_Exercise passage_
_ _ _ _

3.4.2. Raspberry Pi Field Testing
Pest and disease detection is performed in the field by hand-held raspberry parties equipped with CSI cameras on grape leaves, and disease information and probabilities are shown in the on-screen display. The detection effect is shown in
Figure 11. The experimental results show that the function works properly and can meet the needs of field detection while having portability.
3.4.3. Remote Interconnection Detection
The location of the Raspberry Pi is arranged in the field and ensure that the Raspberry Pi and the computer are in the same LAN environment. Users can monitor and control the Raspberry Pi in real time by enabling the VNC program on the computer. The Raspberry Pi will transmit the images taken by the CSI camera to the remote user’s computer desktop and mark the location and information of the pests and diseases present in the images. The effect of the remote display is shown in
Figure 12.
The results show that both platforms can effectively detect pests and diseases of Ningxia wine grapes under natural environment and can meet the needs of three kinds of detection scenarios: on-site detection, Web-based detection, and remote real-time detection.
4. Conclusions and Discussion
In this paper, we designed a pest and disease detection platform for wine grapes in the Ningxia region, which can effectively detect 1 pest and 8 diseases. The public dataset, the custom dataset, and the overall dataset are constructed separately, and the appropriate dataset is selected from them according to the characteristics of different datasets to meet the needs of the experimental process.
For the target detection network, the recognized accuracy of both MobileNet V2 and YOLOX_s are compared under the training of public dataset to select the best base network. By exploring the effects of adding SE and CBAM attention mechanism modules and replacing FocalLoss and Varifocalloss loss functions on the optimization results, the best recognition network, YOLOX_s + CBAM, is identified from nine schemes. After comparing with the original YOLOX_s network, it can be seen that the optimized network has a significant improvement in the mean average accuracy.

_ _ _ _

_Data provided_
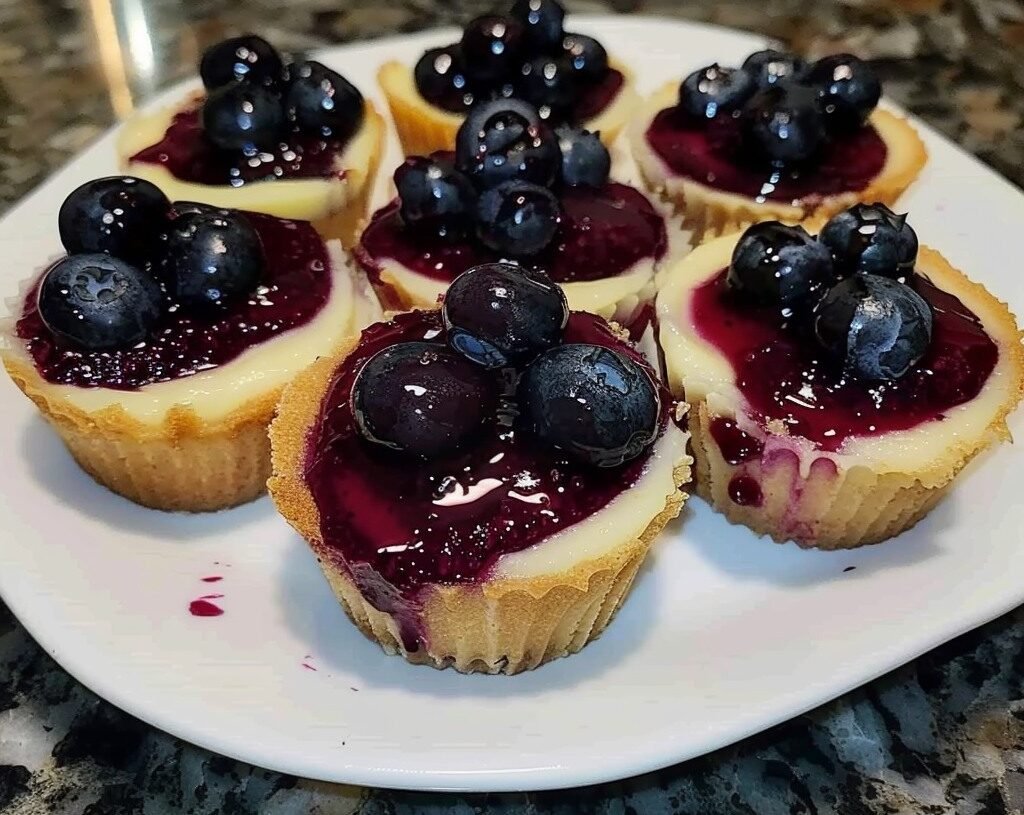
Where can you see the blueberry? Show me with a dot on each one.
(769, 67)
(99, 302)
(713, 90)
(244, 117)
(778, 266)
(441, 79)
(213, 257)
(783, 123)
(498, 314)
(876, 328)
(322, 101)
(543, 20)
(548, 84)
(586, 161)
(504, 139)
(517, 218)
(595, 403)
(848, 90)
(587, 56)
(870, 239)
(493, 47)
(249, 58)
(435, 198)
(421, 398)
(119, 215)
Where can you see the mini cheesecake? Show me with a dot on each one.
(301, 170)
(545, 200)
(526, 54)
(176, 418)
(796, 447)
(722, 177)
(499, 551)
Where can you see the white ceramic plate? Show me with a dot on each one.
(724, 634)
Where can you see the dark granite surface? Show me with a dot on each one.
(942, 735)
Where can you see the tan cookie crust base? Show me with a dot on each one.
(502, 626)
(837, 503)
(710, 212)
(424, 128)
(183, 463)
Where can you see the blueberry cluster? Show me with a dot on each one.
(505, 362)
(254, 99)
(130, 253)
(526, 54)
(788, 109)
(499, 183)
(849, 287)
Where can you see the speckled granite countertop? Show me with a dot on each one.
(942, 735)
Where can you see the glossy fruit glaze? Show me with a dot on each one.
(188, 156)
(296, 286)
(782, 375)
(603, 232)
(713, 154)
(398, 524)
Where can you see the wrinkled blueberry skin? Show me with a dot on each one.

_ _ _ _

_Task description_
Transcribe the entire passage above on pest and disease detection in Ningxia wine grapes, reproducing every word and line without alteration.

_Solution for this problem_
3.4.2. Raspberry Pi Field Testing
Pest and disease detection is performed in the field by hand-held raspberry parties equipped with CSI cameras on grape leaves, and disease information and probabilities are shown in the on-screen display. The detection effect is shown in
Figure 11. The experimental results show that the function works properly and can meet the needs of field detection while having portability.
3.4.3. Remote Interconnection Detection
The location of the Raspberry Pi is arranged in the field and ensure that the Raspberry Pi and the computer are in the same LAN environment. Users can monitor and control the Raspberry Pi in real time by enabling the VNC program on the computer. The Raspberry Pi will transmit the images taken by the CSI camera to the remote user’s computer desktop and mark the location and information of the pests and diseases present in the images. The effect of the remote display is shown in
Figure 12.
The results show that both platforms can effectively detect pests and diseases of Ningxia wine grapes under natural environment and can meet the needs of three kinds of detection scenarios: on-site detection, Web-based detection, and remote real-time detection.
4. Conclusions and Discussion
In this paper, we designed a pest and disease detection platform for wine grapes in the Ningxia region, which can effectively detect 1 pest and 8 diseases. The public dataset, the custom dataset, and the overall dataset are constructed separately, and the appropriate dataset is selected from them according to the characteristics of different datasets to meet the needs of the experimental process.
For the target detection network, the recognized accuracy of both MobileNet V2 and YOLOX_s are compared under the training of public dataset to select the best base network. By exploring the effects of adding SE and CBAM attention mechanism modules and replacing FocalLoss and Varifocalloss loss functions on the optimization results, the best recognition network, YOLOX_s + CBAM, is identified from nine schemes. After comparing with the original YOLOX_s network, it can be seen that the optimized network has a significant improvement in the mean average accuracy.